**EXCERPT PROVIDED**:
== == ==

The PPU was well-supported in funding by the OUN and had received large attention from the Ukrainian diaspora in many different countries. The stamps helped to fund the OUN (such as with revolutionary struggles against the Soviet Union) and were propaganda tools aimed towards the international community. In early years, the PPU network operated within Europe and the Americas but later spread worldwide. Many well-recognized Ukrainian artists were involved in the stamps' designs. The postal service had issued more than 3,700 stamp issues total, double that if the hinged and unhinged versions were to be counted separately. Stamp variations included whether or not it had watermarks on it, or what types of paper it used (i.e. chalky paper or ungummed paper). The PPU also issued many different color variants for stamp issues and even used up to 16 colors for stamps, a feat not closely replicated by other postal services at the time. The stamps often touched upon themes relating to Ukrainian nationalism and were usually specifically devoted to either organisations, events, individuals, or objects. Among the most recognized institutions and organisations by PPU stamps included Plast (or the Plast National Scout Organization of Ukraine), Ukrainian Insurgent Army, Organisation of Ukrainian Nationalists, and the Ukrainian Sich Riflemen. Some stamps were also issued to commemorate non-Ukrainian institutions like the United Nations, Universal Postal Union, Anti-Bolshevik Bloc of Nations, and the International Red Cross. Some of the most often commemorated individuals by stamps from the PPU include Taras Chuprynka, Taras Shevchenko, Ivan Franko, Yevhen Konovalets, Ivan Mazepa, and Stepan Bandera.

== == ==

**SOURCE MATERIAL**:

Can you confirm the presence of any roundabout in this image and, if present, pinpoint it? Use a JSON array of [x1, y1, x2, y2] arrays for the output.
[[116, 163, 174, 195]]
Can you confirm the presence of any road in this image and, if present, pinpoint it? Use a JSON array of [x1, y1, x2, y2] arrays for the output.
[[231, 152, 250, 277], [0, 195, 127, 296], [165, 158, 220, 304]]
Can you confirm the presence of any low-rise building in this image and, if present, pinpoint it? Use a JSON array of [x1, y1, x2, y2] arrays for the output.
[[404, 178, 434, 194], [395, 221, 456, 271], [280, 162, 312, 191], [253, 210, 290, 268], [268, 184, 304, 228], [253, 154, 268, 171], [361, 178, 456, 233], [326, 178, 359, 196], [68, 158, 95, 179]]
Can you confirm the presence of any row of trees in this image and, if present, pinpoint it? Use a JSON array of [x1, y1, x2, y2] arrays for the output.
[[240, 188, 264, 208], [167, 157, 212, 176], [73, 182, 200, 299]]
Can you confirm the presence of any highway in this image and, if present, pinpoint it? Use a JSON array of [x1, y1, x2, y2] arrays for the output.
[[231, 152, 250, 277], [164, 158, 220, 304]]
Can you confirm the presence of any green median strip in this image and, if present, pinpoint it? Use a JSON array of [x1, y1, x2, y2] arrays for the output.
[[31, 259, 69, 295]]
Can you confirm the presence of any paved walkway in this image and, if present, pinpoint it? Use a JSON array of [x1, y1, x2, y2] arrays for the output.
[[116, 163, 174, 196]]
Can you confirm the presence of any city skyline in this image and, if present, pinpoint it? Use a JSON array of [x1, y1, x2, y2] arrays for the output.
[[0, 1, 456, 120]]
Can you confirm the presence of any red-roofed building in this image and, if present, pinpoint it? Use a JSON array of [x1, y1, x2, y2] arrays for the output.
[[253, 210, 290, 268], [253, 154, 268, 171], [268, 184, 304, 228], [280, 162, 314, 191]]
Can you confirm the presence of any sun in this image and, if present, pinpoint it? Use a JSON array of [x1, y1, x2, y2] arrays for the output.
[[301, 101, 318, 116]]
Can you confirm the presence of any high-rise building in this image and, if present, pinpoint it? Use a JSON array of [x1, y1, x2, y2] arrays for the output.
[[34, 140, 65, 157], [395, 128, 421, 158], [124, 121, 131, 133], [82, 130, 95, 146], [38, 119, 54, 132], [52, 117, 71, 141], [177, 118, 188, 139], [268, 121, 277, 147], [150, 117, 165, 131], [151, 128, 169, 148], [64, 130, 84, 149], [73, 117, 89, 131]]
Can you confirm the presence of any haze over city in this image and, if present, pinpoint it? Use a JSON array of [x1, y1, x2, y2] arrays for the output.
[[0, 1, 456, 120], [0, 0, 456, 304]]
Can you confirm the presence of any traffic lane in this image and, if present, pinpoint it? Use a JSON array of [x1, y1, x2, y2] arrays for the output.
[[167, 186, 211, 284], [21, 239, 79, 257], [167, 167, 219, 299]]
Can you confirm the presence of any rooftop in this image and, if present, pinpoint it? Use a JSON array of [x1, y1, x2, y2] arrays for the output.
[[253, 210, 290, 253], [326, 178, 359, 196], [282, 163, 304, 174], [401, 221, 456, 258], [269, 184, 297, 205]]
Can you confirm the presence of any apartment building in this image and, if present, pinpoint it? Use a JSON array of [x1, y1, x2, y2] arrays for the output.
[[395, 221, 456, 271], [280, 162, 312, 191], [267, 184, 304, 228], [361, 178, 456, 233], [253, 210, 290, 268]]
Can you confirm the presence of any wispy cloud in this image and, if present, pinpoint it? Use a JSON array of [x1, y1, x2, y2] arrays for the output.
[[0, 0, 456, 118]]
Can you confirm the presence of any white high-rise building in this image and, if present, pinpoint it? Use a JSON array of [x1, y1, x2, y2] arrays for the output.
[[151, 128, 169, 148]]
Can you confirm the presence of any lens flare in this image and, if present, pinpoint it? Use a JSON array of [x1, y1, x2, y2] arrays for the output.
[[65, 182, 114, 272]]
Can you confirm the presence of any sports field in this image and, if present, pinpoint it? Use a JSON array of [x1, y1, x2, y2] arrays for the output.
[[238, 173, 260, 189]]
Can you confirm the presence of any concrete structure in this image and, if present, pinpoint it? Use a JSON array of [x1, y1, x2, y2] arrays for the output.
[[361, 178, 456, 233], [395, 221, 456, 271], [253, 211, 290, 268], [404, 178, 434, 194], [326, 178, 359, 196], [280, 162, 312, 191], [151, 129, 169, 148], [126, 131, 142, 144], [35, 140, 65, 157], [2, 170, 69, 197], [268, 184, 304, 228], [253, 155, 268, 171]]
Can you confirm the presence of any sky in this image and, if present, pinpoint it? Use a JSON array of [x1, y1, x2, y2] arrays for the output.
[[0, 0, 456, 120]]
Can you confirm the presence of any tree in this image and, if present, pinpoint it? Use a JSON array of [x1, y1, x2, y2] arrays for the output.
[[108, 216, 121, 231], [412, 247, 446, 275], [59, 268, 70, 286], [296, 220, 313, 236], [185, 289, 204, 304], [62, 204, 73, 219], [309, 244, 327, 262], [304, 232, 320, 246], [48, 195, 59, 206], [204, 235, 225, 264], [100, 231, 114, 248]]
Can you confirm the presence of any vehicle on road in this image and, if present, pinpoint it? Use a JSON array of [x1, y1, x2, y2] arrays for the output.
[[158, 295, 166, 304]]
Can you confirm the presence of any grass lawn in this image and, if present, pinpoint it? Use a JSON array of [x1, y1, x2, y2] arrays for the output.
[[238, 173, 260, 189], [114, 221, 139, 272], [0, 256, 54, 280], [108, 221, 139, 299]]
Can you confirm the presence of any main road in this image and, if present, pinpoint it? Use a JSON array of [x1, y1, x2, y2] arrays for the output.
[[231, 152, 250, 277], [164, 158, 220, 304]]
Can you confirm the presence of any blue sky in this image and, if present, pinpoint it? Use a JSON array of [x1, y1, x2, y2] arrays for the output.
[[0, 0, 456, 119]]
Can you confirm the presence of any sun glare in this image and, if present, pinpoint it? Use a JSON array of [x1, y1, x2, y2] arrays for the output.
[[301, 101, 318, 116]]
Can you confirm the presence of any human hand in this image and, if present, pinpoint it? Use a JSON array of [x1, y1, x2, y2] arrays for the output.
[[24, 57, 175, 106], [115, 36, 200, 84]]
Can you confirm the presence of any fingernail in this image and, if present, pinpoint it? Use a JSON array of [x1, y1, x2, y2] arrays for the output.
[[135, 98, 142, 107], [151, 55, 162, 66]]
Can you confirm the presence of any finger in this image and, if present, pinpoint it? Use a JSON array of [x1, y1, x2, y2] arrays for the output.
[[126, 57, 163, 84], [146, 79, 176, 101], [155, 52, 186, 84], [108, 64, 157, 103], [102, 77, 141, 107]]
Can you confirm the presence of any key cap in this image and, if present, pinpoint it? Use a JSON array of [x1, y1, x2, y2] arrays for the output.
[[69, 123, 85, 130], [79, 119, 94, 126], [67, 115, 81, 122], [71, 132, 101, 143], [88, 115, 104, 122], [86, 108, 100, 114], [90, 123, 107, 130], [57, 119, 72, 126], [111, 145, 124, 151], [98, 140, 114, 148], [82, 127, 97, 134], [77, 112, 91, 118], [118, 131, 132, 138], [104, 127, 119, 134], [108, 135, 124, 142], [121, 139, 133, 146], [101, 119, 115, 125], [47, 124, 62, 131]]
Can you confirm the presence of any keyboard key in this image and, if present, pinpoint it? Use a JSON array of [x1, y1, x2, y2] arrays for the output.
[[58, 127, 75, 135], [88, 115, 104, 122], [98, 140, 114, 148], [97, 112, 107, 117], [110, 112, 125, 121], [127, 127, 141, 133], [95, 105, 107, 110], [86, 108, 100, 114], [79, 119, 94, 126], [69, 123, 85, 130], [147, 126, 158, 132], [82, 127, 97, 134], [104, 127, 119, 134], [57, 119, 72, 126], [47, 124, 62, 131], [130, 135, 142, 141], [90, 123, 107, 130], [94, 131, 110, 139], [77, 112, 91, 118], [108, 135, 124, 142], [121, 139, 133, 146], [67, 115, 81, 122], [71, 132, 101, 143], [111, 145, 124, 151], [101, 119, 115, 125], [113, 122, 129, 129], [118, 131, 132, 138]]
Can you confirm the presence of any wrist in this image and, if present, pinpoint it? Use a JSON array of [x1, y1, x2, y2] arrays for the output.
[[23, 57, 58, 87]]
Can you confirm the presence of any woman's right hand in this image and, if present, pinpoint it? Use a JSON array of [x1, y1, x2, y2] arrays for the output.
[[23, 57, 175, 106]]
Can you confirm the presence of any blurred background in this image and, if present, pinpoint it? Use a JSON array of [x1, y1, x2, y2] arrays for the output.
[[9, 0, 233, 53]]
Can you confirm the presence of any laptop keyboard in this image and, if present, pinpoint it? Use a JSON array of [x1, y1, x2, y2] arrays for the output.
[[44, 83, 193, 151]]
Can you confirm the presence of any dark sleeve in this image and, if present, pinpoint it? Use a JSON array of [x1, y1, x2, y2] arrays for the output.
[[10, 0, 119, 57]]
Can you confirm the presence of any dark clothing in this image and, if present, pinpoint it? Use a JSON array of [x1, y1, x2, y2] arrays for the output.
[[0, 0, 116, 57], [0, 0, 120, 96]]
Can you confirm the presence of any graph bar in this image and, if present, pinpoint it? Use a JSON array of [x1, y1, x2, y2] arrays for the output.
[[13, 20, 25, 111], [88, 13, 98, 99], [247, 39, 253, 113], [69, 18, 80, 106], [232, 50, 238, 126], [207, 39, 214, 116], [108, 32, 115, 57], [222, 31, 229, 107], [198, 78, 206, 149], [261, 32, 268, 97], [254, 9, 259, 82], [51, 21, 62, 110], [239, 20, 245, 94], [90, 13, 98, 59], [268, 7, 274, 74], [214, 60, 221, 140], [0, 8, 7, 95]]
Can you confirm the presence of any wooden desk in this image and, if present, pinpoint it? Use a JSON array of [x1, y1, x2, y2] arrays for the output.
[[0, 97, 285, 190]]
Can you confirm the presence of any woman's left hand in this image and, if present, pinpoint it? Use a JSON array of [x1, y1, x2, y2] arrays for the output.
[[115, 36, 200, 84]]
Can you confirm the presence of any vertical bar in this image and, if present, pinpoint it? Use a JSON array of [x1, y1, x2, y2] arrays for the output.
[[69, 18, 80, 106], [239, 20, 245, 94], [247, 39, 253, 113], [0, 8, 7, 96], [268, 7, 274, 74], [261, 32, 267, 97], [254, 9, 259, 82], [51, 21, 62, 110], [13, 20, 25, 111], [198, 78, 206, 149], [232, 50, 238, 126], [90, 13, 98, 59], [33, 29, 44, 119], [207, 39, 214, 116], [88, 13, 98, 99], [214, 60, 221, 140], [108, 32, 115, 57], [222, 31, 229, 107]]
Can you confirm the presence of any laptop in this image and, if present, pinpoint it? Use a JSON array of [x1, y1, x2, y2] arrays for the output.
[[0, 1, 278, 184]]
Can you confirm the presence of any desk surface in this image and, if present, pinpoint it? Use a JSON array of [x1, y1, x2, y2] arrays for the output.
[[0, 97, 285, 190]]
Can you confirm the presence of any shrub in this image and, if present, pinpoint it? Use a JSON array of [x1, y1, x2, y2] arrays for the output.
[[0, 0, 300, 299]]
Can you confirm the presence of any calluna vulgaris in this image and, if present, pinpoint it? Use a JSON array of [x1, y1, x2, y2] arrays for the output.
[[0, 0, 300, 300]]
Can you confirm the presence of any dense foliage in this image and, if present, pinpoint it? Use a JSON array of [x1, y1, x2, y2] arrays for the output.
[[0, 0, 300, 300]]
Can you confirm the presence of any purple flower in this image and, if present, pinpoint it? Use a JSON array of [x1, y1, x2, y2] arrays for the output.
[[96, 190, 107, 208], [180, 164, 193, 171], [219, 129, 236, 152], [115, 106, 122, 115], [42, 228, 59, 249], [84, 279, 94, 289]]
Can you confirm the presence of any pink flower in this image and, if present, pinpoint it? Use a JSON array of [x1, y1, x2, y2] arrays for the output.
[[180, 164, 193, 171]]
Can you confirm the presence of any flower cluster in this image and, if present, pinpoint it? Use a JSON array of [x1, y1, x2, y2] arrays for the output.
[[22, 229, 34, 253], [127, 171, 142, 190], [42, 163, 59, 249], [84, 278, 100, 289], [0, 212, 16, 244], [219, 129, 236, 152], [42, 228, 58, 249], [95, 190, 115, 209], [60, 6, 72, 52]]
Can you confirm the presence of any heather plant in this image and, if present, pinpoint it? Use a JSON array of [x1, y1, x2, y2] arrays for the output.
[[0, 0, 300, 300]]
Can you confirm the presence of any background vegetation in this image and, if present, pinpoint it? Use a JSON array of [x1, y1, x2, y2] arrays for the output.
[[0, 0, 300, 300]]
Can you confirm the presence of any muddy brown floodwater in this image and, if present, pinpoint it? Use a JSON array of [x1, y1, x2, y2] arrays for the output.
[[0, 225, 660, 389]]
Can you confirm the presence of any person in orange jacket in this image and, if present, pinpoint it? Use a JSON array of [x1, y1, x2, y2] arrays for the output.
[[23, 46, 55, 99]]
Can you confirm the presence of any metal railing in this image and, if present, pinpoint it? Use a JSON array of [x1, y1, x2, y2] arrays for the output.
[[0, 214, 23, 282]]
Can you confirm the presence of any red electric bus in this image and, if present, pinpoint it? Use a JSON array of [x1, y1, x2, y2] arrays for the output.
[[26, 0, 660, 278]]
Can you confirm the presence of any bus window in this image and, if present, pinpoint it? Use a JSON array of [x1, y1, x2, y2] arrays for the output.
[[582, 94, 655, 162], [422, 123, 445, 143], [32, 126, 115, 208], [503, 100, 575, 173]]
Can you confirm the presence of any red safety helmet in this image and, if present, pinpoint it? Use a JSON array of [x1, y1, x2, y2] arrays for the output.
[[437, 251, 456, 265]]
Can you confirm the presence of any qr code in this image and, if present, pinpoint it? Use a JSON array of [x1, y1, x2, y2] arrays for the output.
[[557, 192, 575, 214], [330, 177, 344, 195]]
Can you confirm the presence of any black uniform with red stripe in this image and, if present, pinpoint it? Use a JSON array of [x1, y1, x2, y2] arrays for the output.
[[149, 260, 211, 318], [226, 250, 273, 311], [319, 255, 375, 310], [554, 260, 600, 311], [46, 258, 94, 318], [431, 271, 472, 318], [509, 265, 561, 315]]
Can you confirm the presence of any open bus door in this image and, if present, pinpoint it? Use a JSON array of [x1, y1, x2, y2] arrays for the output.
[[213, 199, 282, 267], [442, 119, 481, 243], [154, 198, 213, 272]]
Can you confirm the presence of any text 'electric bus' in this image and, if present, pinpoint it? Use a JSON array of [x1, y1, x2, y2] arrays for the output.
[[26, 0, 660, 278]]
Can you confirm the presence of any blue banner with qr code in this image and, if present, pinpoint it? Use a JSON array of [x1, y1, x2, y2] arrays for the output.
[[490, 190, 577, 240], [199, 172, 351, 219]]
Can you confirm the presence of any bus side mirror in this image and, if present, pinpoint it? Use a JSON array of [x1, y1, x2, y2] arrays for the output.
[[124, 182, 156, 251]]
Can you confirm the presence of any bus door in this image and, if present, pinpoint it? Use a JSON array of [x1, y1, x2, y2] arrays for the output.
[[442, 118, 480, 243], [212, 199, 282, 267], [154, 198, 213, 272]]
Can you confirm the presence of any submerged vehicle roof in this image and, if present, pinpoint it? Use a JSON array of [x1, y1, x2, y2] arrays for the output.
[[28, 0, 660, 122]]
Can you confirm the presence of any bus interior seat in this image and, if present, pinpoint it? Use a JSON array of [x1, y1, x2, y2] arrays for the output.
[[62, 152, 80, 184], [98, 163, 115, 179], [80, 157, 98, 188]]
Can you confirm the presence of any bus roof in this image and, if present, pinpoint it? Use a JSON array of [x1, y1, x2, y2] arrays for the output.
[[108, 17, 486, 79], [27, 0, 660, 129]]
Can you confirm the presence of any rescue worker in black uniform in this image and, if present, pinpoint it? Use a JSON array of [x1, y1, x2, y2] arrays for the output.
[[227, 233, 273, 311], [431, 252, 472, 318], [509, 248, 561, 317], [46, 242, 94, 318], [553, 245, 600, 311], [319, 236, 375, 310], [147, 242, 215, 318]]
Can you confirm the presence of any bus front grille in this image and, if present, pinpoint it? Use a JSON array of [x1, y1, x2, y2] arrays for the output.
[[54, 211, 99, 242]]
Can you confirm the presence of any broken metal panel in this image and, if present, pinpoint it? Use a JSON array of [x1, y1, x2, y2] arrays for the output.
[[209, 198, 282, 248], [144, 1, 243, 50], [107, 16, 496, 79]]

== == ==

**DIRECTIONS**:
(a) According to the excerpt about the PPU stamps, how many colors did the PPU use for a stamp at most?
(b) For each statement, say whether it agrees with the excerpt about the PPU stamps and quote the deciding words: (i) In its early years, the PPU network operated within Europe and Asia. (ii) Some PPU stamps commemorated the International Red Cross. (iii) Counting hinged and unhinged versions separately would halve the number of stamp issues.

**SOLUTIONS BY TASK**:
(a) Up to 16 colors.

(b)
(i) No: "In early years, the PPU network operated within Europe and the Americas"
(ii) Yes: "Some stamps were also issued to commemorate non-Ukrainian institutions like the United Nations, Universal Postal Union, Anti-Bolshevik Bloc of Nations, and the International Red Cross."
(iii) No: "double that if the hinged and unhinged versions were to be counted separately"